=== Working data ===

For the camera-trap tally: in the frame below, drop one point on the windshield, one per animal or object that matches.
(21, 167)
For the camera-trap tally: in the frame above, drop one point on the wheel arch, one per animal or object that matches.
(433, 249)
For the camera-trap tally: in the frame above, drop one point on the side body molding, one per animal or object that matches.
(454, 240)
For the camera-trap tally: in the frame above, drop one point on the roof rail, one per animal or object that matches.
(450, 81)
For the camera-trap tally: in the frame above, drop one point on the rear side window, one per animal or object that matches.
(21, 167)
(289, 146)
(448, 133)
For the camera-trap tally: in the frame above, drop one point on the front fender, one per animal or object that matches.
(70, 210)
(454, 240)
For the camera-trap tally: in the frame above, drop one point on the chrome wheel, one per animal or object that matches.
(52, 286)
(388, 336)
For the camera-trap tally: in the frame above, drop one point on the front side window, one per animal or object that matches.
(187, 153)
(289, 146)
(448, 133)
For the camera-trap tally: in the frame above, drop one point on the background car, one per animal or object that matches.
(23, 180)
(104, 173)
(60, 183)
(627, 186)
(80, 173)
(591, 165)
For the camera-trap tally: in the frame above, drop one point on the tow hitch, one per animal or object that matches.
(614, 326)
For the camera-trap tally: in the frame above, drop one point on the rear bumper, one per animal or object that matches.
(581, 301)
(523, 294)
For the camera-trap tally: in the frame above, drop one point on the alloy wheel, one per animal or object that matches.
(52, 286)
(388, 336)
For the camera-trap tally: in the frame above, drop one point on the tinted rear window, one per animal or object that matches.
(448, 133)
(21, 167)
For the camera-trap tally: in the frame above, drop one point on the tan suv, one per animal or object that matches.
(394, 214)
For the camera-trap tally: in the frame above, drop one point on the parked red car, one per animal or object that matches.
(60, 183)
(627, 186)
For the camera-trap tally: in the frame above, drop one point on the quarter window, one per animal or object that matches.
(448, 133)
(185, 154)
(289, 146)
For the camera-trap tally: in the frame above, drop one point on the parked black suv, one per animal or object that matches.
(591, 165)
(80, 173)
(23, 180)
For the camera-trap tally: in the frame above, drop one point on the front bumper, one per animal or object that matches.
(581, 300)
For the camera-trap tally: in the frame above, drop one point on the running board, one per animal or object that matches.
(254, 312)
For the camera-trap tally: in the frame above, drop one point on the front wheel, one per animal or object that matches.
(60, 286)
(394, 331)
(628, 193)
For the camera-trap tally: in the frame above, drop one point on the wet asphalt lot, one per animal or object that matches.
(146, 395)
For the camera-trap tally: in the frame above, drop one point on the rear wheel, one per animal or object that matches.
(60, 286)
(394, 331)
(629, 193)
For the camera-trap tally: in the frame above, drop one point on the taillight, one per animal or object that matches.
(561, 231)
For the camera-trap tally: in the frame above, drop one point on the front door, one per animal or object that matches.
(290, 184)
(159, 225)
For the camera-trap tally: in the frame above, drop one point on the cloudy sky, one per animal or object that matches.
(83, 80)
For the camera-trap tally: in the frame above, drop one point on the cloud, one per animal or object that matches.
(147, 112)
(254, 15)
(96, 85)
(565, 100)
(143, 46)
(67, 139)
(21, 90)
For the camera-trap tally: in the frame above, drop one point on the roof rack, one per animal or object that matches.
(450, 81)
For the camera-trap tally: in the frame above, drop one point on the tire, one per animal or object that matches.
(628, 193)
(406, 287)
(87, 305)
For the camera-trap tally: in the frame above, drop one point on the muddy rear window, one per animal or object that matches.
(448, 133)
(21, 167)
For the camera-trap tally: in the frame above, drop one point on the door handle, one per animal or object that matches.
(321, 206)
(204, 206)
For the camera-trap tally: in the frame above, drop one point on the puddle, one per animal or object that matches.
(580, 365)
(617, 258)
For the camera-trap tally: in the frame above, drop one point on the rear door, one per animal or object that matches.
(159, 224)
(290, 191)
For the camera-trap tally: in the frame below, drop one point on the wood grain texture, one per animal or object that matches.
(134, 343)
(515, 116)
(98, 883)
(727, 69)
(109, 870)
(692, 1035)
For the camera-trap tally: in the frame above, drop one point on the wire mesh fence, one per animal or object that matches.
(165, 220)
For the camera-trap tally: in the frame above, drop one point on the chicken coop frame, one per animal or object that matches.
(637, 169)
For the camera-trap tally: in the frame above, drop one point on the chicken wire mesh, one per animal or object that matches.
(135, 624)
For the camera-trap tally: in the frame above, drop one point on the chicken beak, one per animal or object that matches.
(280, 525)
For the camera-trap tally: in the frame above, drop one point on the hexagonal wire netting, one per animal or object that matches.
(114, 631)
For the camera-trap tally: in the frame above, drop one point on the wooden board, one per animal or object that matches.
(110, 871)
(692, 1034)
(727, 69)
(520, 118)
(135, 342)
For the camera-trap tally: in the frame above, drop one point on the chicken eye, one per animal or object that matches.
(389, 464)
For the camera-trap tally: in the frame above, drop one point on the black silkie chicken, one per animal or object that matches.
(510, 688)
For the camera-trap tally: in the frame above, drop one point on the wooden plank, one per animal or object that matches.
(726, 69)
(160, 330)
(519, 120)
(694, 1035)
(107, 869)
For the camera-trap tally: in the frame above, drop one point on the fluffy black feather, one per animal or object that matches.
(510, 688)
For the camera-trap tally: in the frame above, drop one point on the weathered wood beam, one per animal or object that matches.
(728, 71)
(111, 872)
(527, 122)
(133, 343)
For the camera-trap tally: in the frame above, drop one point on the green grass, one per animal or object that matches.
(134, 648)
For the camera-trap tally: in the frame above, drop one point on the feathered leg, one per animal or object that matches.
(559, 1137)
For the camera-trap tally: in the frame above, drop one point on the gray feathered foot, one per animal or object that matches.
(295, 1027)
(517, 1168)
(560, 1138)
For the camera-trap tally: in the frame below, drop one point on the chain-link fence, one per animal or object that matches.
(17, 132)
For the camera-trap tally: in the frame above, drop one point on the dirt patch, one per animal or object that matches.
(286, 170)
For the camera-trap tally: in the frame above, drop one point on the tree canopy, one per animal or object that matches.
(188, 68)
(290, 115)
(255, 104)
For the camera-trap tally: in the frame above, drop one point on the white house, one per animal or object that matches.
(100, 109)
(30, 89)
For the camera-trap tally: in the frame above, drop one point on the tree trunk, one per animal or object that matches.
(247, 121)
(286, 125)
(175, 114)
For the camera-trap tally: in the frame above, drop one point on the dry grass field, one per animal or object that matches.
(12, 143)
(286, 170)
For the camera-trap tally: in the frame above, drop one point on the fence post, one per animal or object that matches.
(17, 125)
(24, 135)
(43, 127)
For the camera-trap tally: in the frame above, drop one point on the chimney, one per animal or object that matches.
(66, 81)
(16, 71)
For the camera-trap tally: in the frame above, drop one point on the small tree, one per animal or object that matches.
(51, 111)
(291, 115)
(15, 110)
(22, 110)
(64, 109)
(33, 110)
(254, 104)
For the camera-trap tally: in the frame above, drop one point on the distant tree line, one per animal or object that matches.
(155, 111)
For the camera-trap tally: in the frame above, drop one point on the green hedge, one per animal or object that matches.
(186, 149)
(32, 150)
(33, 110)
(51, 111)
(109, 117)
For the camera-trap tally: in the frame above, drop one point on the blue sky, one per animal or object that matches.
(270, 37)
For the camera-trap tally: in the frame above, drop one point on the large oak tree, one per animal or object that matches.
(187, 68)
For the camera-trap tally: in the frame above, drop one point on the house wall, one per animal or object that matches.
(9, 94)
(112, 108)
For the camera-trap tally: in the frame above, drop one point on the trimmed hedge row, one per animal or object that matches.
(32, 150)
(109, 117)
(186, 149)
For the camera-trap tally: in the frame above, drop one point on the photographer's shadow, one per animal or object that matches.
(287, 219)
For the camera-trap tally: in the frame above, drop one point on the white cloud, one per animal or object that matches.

===

● Directive
Rewrite the listing above as a numbered list, one line per item, with blank lines left out.

● Response
1. For the camera-trap tally: in the frame below, drop one point on the windshield, one per animal or object that matches.
2. (21, 167)
3. For the camera-trap tally: in the frame above, drop one point on the wheel arch, one per animal or object that matches.
4. (433, 249)
5. For the camera-trap tally: in the frame above, drop one point on the side body molding, one per animal or object that matches.
6. (454, 240)
7. For the camera-trap tally: in the frame above, drop one point on the roof rail, one per animal or object that matches.
8. (450, 81)
9. For the camera-trap tally: in the frame above, drop one point on the rear side window, one per animal or object that matches.
10. (21, 167)
11. (289, 146)
12. (448, 133)
13. For the camera-trap tally: in the frame above, drop one point on the front fender, one per animal or object that matches.
14. (70, 210)
15. (454, 240)
16. For the camera-trap tally: in the frame above, drop one point on the chrome wheel, one per animal or object that matches.
17. (52, 286)
18. (388, 336)
19. For the camera-trap tally: in the frame above, drop one point on the front side window, one per animal or object that matches.
20. (187, 153)
21. (289, 146)
22. (448, 133)
23. For the camera-trap tally: in the frame above, drop one point on the background car, one per animal or object that matches.
24. (23, 180)
25. (104, 173)
26. (60, 183)
27. (627, 186)
28. (80, 173)
29. (591, 165)
30. For the camera-trap tally: in the frame above, drop one point on the tow hitch, one per animal or object that matches.
31. (614, 326)
32. For the camera-trap tally: in the frame above, drop one point on the rear bumper, one per animal or object that matches.
33. (581, 301)
34. (523, 294)
35. For the camera-trap tally: in the frame above, drop one point on the alloy wheel, one per animal or object that matches.
36. (52, 286)
37. (388, 336)
38. For the camera-trap tally: in the frame above, drop one point on the tinted rear window, one per animal or object that matches.
39. (448, 133)
40. (21, 167)
41. For the camera-trap tally: in the frame above, drop one point on the tan suv, one per animal or object that matches.
42. (394, 214)
43. For the camera-trap tally: in the frame above, drop one point on the parked red car, one per animal or object that matches.
44. (60, 183)
45. (627, 186)
46. For the camera-trap tally: in the frame above, drop one point on the quarter window, one per animal or object that matches.
47. (448, 133)
48. (185, 154)
49. (289, 146)
50. For the camera-trap tally: in the frame above, drop one point on the parked black suv, one per animal or object that matches.
51. (591, 165)
52. (80, 173)
53. (23, 180)
54. For the camera-trap tally: in the frame above, drop one point on the front bumper, one per animal or object that matches.
55. (581, 300)
56. For the camera-trap tally: in the frame above, drop one point on the running board, one per animal or object that matches.
57. (254, 312)
58. For the camera-trap tally: in the frame above, drop one point on the front wheel, one per animal or object that matches.
59. (60, 286)
60. (394, 331)
61. (628, 193)
62. For the camera-trap tally: in the frame above, drop one point on the wet asphalt lot, one per animal or object that matches.
63. (146, 395)
64. For the camera-trap tally: in the frame above, drop one point on the rear wheel, one per animal or object that matches.
65. (60, 286)
66. (394, 331)
67. (629, 193)
68. For the camera-trap tally: in the frame above, drop one point on the taillight, one per animal or object that matches.
69. (561, 231)
70. For the camera-trap tally: in the frame above, drop one point on the front door, one per animal or object that matches.
71. (290, 184)
72. (159, 225)
73. For the camera-trap tally: in the frame above, drop one point on the cloudy sky, one per animal or object that matches.
74. (83, 80)
75. For the camera-trap tally: in the frame above, drop one point on the cloud, one per animal or object that matches.
76. (147, 112)
77. (254, 15)
78. (96, 85)
79. (565, 100)
80. (143, 46)
81. (67, 139)
82. (21, 90)
83. For the camera-trap tally: in the frame above, drop one point on the roof rack, one per animal or object that matches.
84. (450, 81)
85. For the camera-trap tally: in the frame above, drop one point on the tire, one per animal or object that matches.
86. (628, 193)
87. (406, 287)
88. (87, 305)
89. For the camera-trap tally: in the frame above, drop one point on the muddy rear window, one per animal or object that matches.
90. (448, 133)
91. (21, 167)
92. For the camera-trap tally: in the frame above, drop one point on the door handle, one per animal or object that matches.
93. (321, 206)
94. (204, 206)
95. For the camera-trap tally: in the frame above, drop one point on the puddle, one per animal or object that matches.
96. (580, 365)
97. (617, 258)
98. For the camera-trap tally: in the frame above, drop one point on the rear door, one per animal or object that matches.
99. (159, 224)
100. (290, 191)
101. For the camera-trap tally: in the frame below, drop one point on the wood grain texture, one per animal or object that matches.
102. (134, 343)
103. (515, 116)
104. (98, 883)
105. (727, 69)
106. (109, 870)
107. (692, 1035)
108. For the camera-trap tally: in the frame above, drop one point on the wire mesh fence, one per animal or object that matches.
109. (165, 220)
110. For the camera-trap tally: in the frame above, drop one point on the chicken coop frame, one per animal or object that matches.
111. (637, 169)
112. For the camera-trap tally: in the frame above, drop one point on the chicken wire mesh, one per animal or object that matches.
113. (135, 624)
114. For the camera-trap tally: in the frame above, drop one point on the chicken beak, one per animal or object that matches.
115. (280, 525)
116. For the camera-trap tally: in the frame above, drop one point on the hexagonal wire netting, one per animal or object that matches.
117. (114, 631)
118. For the camera-trap tally: in the frame above, drop one point on the wooden board, one per animal or object that matches.
119. (110, 871)
120. (692, 1034)
121. (727, 69)
122. (520, 118)
123. (135, 342)
124. For the camera-trap tally: in the frame above, drop one point on the chicken eye, one per animal or object that matches.
125. (389, 464)
126. For the camera-trap tally: in the frame above, drop one point on the black silkie chicken, one per animal or object that matches.
127. (510, 688)
128. For the camera-trap tally: in the frame above, drop one point on the wooden plank, one per animal or object that matches.
129. (726, 69)
130. (160, 330)
131. (519, 120)
132. (694, 1035)
133. (107, 869)
134. For the camera-trap tally: in the frame above, drop one point on the fluffy black feather, one per animal or object that matches.
135. (510, 688)
136. For the camera-trap tally: in the frame above, drop one point on the weathered wood beam, one per animal or object that matches.
137. (728, 71)
138. (111, 872)
139. (527, 122)
140. (133, 343)
141. For the camera-trap tally: in the frame above, drop one point on the green grass, one per animal or object that matches.
142. (134, 648)
143. For the camera-trap tally: in the frame above, drop one point on the feathered leg, one per animal or object that matches.
144. (559, 1137)
145. For the camera-trap tally: in the frame above, drop one point on the gray feathered foot, one per animal or object that matches.
146. (295, 1027)
147. (517, 1168)
148. (560, 1138)
149. For the camera-trap tally: in the frame below, drop one point on the chain-link fence, one per animal or object that matches.
150. (17, 132)
151. For the camera-trap tally: in the frame above, drop one point on the dirt patch, one per animal or object that matches.
152. (286, 170)
153. For the camera-trap tally: in the frame above, drop one point on the tree canopy, one per animal or object that matches.
154. (188, 68)
155. (290, 115)
156. (255, 104)
157. For the camera-trap tally: in the frame above, drop one point on the white house, one per animal or object that matches.
158. (100, 109)
159. (30, 89)
160. For the camera-trap tally: in the frame above, drop one point on the tree trunk, one per animal or object that matches.
161. (247, 121)
162. (286, 125)
163. (175, 114)
164. For the camera-trap tally: in the frame above, drop one point on the dry grass field, one per animal or object that matches.
165. (12, 143)
166. (286, 170)
167. For the camera-trap tally: in the frame above, drop one point on the fence post, one per animal or object that matches.
168. (17, 125)
169. (24, 135)
170. (43, 127)
171. For the camera-trap tally: in the frame above, drop one point on the chimney, one per animal or object that matches.
172. (66, 81)
173. (16, 71)
174. For the camera-trap tally: in the frame above, drop one point on the small tree, one per animal or object that matches.
175. (51, 111)
176. (291, 115)
177. (15, 110)
178. (22, 110)
179. (64, 109)
180. (33, 110)
181. (254, 104)
182. For the camera-trap tally: in the frame above, drop one point on the distant tree line, one per animal or object that matches.
183. (155, 111)
184. For the camera-trap tally: in the frame above, drop one point on the green hedge, one per animal or object that matches.
185. (186, 149)
186. (32, 150)
187. (33, 110)
188. (51, 111)
189. (109, 117)
190. For the camera-trap tally: in the frame above, drop one point on the blue sky, one per animal or object that matches.
191. (270, 37)
192. For the camera-trap tally: in the frame above, drop one point on the large oak tree, one per animal or object that matches.
193. (187, 68)
194. For the camera-trap tally: in the frame above, drop one point on the house wall, one per animal or object that matches.
195. (9, 94)
196. (112, 108)
197. For the camera-trap tally: in the frame above, drop one point on the trimmed hedge row, one per animal or object that matches.
198. (32, 150)
199. (109, 117)
200. (186, 149)
201. For the camera-trap tally: in the frame above, drop one point on the photographer's shadow, one per animal or object that matches.
202. (287, 219)
203. For the camera-trap tally: in the frame above, drop one point on the white cloud, one per animal or object that matches.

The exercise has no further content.